### DATASET ENTRIES
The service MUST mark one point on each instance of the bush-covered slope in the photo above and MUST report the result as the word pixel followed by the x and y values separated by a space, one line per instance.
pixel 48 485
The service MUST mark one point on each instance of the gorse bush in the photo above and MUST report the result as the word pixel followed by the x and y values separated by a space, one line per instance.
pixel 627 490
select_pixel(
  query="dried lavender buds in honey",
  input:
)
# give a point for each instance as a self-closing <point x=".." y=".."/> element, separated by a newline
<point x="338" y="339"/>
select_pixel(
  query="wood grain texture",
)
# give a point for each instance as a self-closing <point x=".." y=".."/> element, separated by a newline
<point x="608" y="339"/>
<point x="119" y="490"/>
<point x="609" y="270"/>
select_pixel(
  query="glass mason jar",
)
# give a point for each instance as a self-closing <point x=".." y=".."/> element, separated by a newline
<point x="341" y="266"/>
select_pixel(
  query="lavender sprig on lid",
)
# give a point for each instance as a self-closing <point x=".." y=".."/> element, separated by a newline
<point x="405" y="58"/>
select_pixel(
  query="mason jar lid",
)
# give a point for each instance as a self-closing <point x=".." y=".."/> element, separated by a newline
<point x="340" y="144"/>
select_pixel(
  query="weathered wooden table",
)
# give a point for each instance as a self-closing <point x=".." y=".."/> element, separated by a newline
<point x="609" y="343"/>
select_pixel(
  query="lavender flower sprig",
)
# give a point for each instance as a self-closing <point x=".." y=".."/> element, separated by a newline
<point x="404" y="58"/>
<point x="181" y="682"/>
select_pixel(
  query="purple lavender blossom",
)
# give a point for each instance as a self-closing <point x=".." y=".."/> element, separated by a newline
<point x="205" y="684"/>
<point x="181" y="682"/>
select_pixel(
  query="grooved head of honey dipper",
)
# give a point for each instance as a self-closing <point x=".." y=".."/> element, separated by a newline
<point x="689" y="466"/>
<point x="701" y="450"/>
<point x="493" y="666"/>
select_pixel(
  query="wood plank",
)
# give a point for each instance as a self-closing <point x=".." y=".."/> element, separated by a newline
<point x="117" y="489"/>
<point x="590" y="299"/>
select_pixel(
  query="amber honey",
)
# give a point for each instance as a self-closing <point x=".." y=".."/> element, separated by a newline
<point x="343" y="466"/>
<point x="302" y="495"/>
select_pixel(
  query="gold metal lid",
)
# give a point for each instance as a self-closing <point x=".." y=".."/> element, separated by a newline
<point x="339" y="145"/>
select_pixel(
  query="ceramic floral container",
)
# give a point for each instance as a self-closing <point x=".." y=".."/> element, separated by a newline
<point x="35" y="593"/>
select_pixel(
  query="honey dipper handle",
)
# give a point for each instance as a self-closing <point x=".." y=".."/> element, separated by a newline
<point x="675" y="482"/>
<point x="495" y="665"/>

### TASK TO CARRY OUT
Across the listing above, how many lines include the word "dipper"? Answer with only the number.

### FINISHED EXERCISE
2